__Short problem__
Leaving out the pictures, please retype each record exactly.

Named object pointing entries
/---

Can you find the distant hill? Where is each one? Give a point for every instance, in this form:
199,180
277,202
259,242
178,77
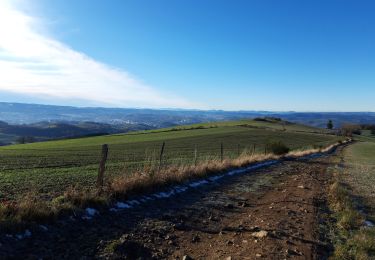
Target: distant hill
41,131
51,122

\---

__Completed task__
Can you find the distant hill? Where is each one? Give a point for every instance, in this form:
199,180
277,202
259,242
178,77
Target: distant hill
41,131
51,122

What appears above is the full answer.